Return each line of the records below that contains the string "outlet", copied unchanged. Matches must have the same case.

## Begin ENTRIES SUPPLIED

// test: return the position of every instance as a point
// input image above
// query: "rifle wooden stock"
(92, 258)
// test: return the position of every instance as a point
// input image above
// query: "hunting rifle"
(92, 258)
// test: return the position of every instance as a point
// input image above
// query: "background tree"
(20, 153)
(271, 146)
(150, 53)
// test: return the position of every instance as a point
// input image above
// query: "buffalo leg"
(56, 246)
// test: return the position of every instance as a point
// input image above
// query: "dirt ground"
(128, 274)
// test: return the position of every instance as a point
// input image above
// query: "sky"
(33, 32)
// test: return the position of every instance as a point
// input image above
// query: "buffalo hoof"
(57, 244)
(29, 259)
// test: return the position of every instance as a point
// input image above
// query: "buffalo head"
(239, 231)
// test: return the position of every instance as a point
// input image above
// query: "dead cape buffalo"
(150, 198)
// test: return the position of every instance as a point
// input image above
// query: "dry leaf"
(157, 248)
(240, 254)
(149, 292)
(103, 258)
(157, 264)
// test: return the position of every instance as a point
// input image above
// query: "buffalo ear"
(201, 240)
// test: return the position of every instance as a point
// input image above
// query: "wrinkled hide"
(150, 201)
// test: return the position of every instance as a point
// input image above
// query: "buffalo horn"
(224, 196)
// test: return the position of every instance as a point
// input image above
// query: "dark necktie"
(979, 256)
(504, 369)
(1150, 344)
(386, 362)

## End ENTRIES SUPPLIED
## Begin ENTRIES SUPPLIED

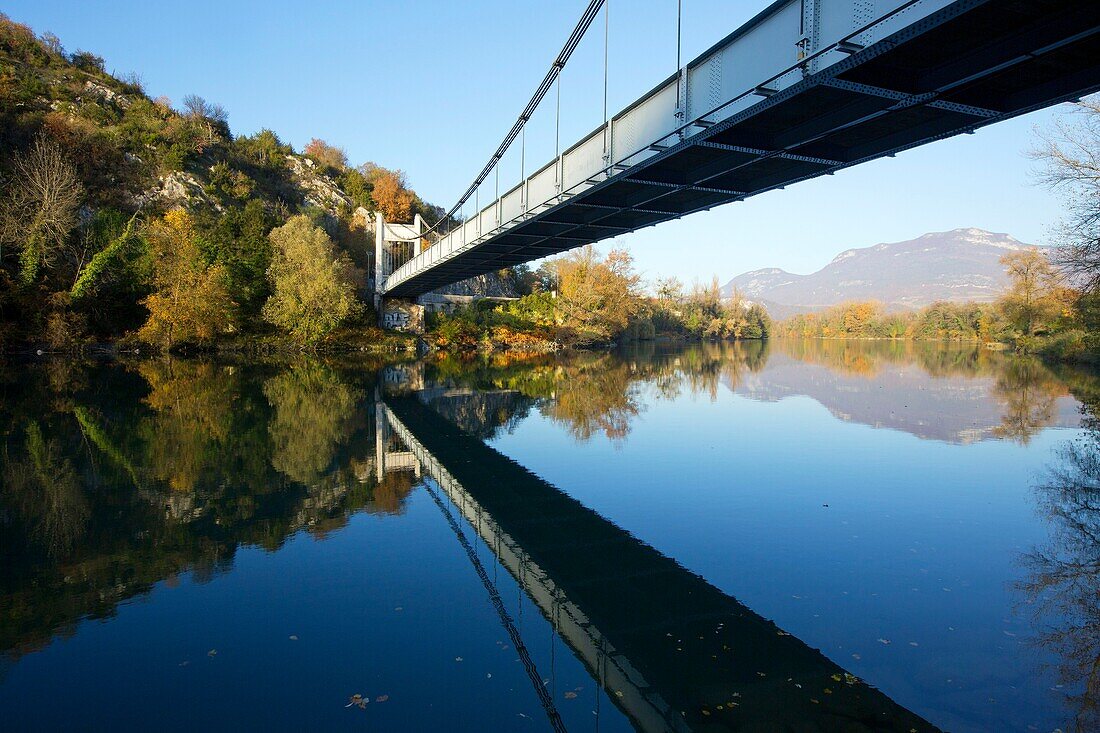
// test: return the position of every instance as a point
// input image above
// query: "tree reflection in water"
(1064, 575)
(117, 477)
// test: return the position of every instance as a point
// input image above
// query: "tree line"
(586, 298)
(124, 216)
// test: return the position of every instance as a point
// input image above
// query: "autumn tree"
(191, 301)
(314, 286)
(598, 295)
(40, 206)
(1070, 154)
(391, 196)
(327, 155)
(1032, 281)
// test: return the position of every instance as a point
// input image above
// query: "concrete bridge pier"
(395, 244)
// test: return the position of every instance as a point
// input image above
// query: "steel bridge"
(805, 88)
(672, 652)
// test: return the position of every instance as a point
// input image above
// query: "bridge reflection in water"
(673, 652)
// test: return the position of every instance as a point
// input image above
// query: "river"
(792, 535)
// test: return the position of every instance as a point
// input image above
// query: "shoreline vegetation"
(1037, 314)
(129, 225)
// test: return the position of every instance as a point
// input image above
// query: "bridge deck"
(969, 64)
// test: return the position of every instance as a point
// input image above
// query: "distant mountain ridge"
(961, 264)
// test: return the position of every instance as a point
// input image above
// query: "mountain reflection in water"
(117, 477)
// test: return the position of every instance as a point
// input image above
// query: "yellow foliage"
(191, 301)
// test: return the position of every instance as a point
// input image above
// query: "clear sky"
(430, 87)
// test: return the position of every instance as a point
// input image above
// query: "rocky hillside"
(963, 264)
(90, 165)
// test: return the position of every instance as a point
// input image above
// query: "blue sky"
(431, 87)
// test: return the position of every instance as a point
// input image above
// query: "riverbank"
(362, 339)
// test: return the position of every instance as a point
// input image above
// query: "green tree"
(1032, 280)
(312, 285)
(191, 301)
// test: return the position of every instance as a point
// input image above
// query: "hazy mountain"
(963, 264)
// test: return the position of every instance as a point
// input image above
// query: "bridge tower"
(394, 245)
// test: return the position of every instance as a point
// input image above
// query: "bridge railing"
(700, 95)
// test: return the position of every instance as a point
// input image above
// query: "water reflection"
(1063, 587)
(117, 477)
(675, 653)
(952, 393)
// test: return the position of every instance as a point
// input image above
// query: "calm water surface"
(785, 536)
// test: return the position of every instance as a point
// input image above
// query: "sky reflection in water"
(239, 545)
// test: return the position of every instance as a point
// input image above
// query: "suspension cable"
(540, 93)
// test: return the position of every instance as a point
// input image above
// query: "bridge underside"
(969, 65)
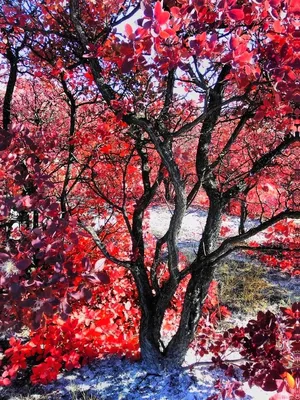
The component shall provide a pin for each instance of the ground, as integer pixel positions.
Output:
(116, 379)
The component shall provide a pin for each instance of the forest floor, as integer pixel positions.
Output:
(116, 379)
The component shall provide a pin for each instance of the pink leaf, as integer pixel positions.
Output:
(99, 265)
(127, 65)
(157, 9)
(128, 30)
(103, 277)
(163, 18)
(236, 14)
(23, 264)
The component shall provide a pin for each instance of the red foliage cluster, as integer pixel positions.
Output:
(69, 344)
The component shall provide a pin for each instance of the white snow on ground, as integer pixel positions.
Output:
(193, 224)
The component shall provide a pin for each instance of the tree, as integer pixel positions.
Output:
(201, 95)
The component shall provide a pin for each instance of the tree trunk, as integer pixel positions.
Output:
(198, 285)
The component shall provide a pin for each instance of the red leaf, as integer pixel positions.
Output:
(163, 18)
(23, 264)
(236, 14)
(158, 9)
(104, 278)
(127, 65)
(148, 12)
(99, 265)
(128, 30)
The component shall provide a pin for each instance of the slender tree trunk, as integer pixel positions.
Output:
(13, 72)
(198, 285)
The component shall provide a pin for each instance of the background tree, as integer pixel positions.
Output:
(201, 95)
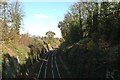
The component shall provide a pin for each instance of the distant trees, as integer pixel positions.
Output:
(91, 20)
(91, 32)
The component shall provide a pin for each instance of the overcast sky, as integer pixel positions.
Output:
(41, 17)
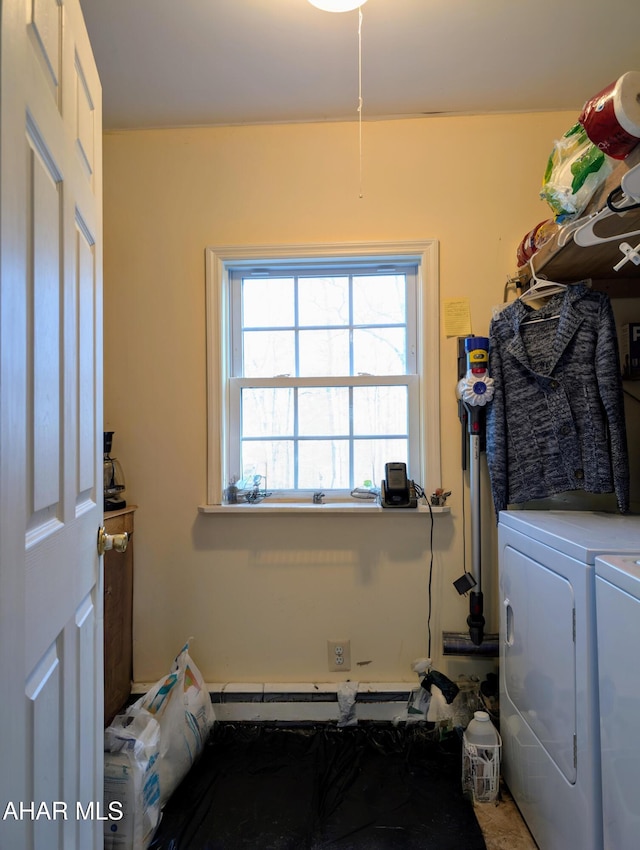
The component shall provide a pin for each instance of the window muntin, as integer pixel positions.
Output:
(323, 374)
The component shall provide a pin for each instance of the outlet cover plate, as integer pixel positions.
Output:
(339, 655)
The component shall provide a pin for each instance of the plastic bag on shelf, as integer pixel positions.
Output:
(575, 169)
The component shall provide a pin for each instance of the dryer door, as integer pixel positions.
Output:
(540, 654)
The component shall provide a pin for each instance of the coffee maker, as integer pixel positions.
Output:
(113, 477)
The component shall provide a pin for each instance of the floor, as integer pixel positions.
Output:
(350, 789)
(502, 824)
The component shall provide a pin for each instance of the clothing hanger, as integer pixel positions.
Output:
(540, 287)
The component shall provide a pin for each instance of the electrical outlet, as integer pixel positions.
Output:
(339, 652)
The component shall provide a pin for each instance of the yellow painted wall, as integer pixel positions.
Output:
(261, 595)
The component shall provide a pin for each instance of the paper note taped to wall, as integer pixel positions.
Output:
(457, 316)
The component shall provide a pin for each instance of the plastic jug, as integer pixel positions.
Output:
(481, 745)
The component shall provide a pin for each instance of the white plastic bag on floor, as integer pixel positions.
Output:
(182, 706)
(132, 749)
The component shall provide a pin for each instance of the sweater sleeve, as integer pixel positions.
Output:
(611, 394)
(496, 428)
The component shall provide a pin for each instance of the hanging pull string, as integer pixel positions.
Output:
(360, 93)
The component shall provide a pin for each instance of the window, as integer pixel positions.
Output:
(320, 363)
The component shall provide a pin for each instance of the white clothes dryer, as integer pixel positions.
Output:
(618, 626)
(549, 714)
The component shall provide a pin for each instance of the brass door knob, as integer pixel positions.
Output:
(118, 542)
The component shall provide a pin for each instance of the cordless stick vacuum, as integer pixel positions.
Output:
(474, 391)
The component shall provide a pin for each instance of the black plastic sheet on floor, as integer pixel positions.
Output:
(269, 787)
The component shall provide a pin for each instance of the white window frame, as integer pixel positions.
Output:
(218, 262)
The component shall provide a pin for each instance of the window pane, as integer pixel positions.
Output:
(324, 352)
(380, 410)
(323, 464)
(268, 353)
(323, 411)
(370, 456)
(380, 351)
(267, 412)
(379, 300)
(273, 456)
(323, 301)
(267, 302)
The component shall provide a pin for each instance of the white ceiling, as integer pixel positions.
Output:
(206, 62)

## End ENTRIES SUPPLIED

SOLUTION TO THE PROBLEM:
The component shall provide a pin for each instance of the outlet cover plate, as integer pixel positions.
The component shall provide a pin for each instance of the electrical outlet, as integer pixel positions.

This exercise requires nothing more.